EXERCISE SET:
A. In the bipolar disorder article, compared with the control group, how many times as likely were people who suffered physical abuse as children to develop bipolar disorder?
B. Do these statements agree with the bipolar disorder article? Answer yes or no for each, and quote the deciding words. (i) The head injury study looked at children between 11 and 15 years old. (ii) The article says that most people doubt there is a genetic component to bipolar disorder. (iii) The problems after head injuries showed up within one year.
C. Repeat the bipolar disorder article word for word, from "But how long" to "on to develop bipolar disorder.".

EXTRACTED TEXT:
Can a severe physical injury later lead to bipolar disorder?
Most agree there’s a genetic component to BP. Studies suggest that some environmental factor causes the genes responsible for the disease to express themselves before bipolar disorder develops.
But how long before? And what kind of factors?
Countless published research papers seem to throw everything up against the wall to find what sort of things are common in people with bipolar disorder. A lot sticks, and one who studies the NIH database is tempted to say nearly everything causes BP.
A few recent studies focused on physical trauma and found some strong connections.
One study published in 2016 that received a lot of attention found that people who suffered physical abuse as a child were nearly 3 times as likely as the control group to develop bipolar disorder.
Another looked at head injuries suffered by kids between the ages of 11 and 15. This study found that such injuries resulted in deficient inhibitory control and poor attention span within one year in many of the children who experienced head injuries. A significant number went on to develop bipolar disorder.

MATERIAL SHOWN:
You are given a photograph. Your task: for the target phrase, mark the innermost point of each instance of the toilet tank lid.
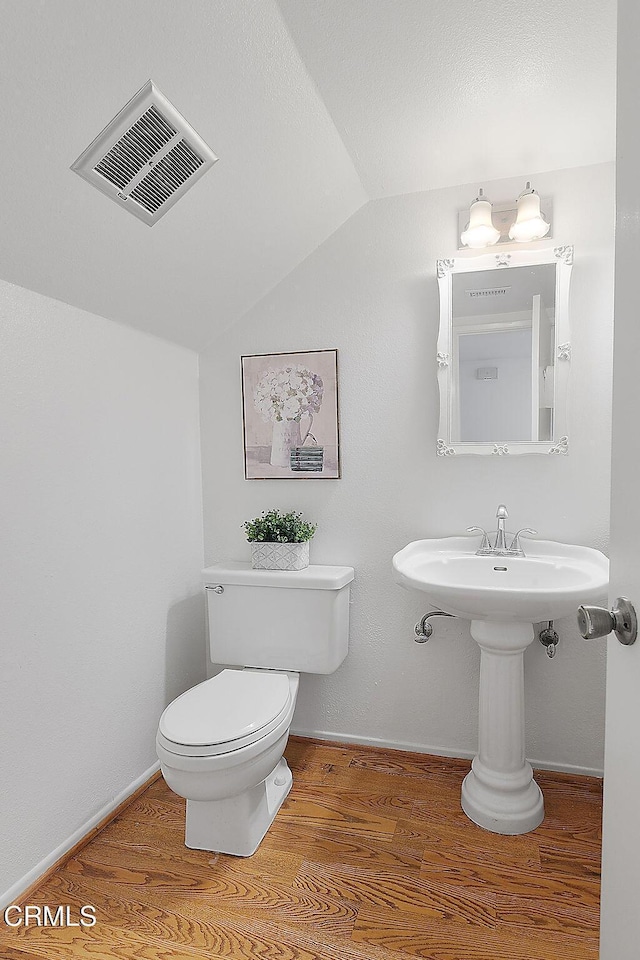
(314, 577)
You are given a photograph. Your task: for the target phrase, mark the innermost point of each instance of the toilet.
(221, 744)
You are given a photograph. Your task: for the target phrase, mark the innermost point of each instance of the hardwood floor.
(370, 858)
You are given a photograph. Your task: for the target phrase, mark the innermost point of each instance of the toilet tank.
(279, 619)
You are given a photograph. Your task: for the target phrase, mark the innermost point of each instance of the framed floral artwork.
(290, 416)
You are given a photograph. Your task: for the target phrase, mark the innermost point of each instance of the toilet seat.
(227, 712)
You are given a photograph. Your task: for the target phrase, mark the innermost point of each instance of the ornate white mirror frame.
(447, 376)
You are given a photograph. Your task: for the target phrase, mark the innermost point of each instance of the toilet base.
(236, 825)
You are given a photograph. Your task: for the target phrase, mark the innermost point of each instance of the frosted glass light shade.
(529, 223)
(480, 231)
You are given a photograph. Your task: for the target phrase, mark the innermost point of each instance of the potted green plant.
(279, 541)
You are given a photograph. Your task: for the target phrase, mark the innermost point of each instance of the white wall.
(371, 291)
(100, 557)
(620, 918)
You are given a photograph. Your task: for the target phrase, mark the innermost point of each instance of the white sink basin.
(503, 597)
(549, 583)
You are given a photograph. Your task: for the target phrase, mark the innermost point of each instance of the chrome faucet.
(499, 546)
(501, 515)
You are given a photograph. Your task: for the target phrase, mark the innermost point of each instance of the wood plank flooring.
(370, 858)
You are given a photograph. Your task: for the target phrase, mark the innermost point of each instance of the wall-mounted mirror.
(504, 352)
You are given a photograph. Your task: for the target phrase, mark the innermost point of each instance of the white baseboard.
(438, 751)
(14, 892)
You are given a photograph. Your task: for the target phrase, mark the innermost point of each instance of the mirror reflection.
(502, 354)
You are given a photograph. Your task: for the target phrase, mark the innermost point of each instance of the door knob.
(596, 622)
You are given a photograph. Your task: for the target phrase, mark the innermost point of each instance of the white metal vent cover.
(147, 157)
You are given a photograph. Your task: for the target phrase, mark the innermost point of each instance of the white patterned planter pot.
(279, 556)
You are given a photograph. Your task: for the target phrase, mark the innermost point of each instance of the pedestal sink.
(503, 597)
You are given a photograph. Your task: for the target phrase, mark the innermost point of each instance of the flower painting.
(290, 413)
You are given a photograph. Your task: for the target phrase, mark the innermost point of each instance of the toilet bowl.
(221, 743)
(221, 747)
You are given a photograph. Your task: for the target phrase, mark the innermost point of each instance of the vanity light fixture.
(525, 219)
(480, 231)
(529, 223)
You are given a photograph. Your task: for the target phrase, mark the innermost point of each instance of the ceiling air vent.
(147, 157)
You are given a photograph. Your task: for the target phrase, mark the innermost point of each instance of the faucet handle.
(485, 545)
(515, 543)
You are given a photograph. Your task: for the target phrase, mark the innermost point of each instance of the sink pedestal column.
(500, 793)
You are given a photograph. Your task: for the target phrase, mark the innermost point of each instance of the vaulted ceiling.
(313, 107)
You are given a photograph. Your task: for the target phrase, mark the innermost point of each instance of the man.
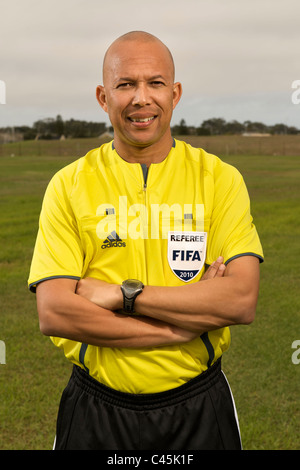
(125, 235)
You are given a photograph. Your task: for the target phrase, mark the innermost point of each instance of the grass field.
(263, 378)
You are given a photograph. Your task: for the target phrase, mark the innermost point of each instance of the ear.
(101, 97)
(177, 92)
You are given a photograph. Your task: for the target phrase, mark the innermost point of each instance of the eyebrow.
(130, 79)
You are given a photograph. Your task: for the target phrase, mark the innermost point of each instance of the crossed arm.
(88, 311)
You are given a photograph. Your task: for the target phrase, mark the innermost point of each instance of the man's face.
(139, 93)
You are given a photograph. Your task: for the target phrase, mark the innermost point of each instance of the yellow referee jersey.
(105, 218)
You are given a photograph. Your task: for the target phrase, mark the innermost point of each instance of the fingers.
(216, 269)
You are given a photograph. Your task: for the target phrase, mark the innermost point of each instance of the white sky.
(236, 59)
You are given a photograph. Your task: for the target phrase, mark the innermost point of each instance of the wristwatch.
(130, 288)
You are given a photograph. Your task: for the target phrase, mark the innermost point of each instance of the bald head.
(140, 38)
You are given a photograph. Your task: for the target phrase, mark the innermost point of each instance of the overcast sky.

TASK-BY-TASK SOLUTIONS:
A. Nearly 3 times as likely.

B.
(i) Yes: "head injuries suffered by kids between the ages of 11 and 15"
(ii) No: "Most agree there’s a genetic component to BP."
(iii) Yes: "within one year in many of the children who experienced head injuries"

C.
But how long before? And what kind of factors?
Countless published research papers seem to throw everything up against the wall to find what sort of things are common in people with bipolar disorder. A lot sticks, and one who studies the NIH database is tempted to say nearly everything causes BP.
A few recent studies focused on physical trauma and found some strong connections.
One study published in 2016 that received a lot of attention found that people who suffered physical abuse as a child were nearly 3 times as likely as the control group to develop bipolar disorder.
Another looked at head injuries suffered by kids between the ages of 11 and 15. This study found that such injuries resulted in deficient inhibitory control and poor attention span within one year in many of the children who experienced head injuries. A significant number went on to develop bipolar disorder.